# Exercise objective:
The entries that follow should be written out exactly.

Dataset entries:
——

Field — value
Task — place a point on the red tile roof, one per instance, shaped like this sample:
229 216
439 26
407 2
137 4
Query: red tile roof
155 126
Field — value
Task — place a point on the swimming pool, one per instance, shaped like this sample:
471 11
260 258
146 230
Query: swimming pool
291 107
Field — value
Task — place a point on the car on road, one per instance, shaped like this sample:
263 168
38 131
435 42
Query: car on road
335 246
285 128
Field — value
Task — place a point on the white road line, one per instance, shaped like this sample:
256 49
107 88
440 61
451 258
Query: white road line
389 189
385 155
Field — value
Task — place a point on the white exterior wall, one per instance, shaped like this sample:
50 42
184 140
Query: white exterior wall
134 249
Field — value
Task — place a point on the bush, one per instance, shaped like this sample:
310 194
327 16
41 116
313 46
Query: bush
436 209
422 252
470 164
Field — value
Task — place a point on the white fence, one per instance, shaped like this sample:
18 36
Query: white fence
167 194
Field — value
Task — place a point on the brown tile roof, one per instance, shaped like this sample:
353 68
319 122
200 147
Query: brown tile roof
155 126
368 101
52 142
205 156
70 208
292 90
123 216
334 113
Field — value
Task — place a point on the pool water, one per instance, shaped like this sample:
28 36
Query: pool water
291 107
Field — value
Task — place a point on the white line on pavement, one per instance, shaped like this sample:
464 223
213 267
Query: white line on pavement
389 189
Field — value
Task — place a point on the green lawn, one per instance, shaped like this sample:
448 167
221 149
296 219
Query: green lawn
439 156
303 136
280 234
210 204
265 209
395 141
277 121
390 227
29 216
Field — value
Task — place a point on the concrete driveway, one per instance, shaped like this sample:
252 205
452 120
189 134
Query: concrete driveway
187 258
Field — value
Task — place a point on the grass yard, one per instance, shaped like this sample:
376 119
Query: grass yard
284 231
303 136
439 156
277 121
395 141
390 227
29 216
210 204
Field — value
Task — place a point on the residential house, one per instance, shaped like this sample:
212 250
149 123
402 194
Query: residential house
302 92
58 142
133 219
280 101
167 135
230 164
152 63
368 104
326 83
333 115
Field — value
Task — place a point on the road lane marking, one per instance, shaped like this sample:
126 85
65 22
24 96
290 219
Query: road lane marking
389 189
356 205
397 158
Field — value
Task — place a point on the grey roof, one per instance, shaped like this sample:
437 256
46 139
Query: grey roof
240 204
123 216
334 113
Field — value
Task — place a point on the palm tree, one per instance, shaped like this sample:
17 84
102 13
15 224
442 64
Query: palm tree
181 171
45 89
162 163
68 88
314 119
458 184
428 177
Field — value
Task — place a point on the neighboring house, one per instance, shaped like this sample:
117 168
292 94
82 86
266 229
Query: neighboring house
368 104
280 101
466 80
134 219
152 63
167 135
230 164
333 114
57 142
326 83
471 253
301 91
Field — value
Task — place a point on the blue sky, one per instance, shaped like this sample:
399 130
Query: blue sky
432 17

——

# Answer box:
Field — value
Task — place a point on the red tile roof, one per instance, shaped like this sample:
229 216
439 26
407 2
137 4
Query: red tile roof
155 126
Field — value
Task — place a point on the swimming pool, one per instance, shaped like this sample:
471 11
260 258
146 230
Query: swimming pool
291 107
Field — value
Task — place a point on the car on road, one per instance, shaped like this sample:
263 168
38 131
435 42
Query: car on road
335 246
285 128
Field — value
Task — place a point on the white road line, one per instance, shaped like this sample:
256 49
107 88
440 61
451 258
Query: white road line
389 189
385 155
Field — value
Task — place a point on the white exterior wall, one per instance, shaped like this sample:
50 42
184 140
Query: white exterior wall
134 249
Field — value
Task — place a point on the bush, one per instance, shaped like this sample:
310 194
327 16
41 116
313 46
Query: bush
436 209
422 252
470 164
Field — value
Task — place a point on the white fence, one per instance, shaped like this sample:
18 36
Query: white fence
167 194
Field — value
Task — place a point on the brown tile roof, one per instance, shaped like this sample:
353 68
319 122
200 147
Query: brown tile roof
155 126
368 101
52 142
205 156
70 208
292 90
123 216
334 113
Field — value
Task — place a point on the pool water, one per instance, shaped like this sample:
28 36
Query: pool water
291 107
Field — value
Task — place a point on the white line on pavement, one per instance, shaped like this sample:
464 223
213 267
Query: white line on pavement
389 189
Field — value
Task — place a point on the green lawn, one per instance, shaped like this sample:
448 167
221 149
296 219
Query: green lawn
439 156
303 136
280 234
210 204
265 209
395 141
277 121
390 227
29 216
Field — value
Task — place a point on the concrete driveway, one per instance, shaped like this sample:
252 205
452 120
189 134
Query: concrete driveway
187 258
Field — value
Task — place a point on the grass yard, one per instance, shaped like this sample:
376 119
Query: grass yard
284 231
303 136
439 156
277 121
395 141
390 227
29 216
210 204
Field — value
Task — place a point on the residential house, one per instance, shaped like this sample:
212 250
149 123
402 194
Query: residential house
302 92
58 142
133 219
280 101
167 135
230 164
152 63
368 104
326 83
333 115
Field — value
Task — place a point on the road lane marking, one per instance, shaped like this sample:
126 85
65 22
24 96
290 219
Query: road lane marking
389 189
356 205
397 158
Field — value
Task — place a point on the grey roof, one per instance, shaped like this sample:
437 256
46 139
Query: grey roof
240 204
123 216
334 113
Field — value
Task — place a point on the palm tree, one per instance, shaped like this sample:
17 84
102 13
15 224
442 64
Query: palm tree
181 171
45 89
162 163
68 88
314 119
458 184
428 177
Field — value
Task — place a point on the neighboring house, one per instance, shaped like this sample:
117 168
292 94
82 86
266 229
Query: neighboring house
368 104
280 101
466 80
134 219
152 63
167 135
230 164
333 114
57 142
326 83
471 253
301 91
Field — value
Task — place a point on the blue sky, one per instance, shaped like this sample:
399 130
Query: blue sky
432 17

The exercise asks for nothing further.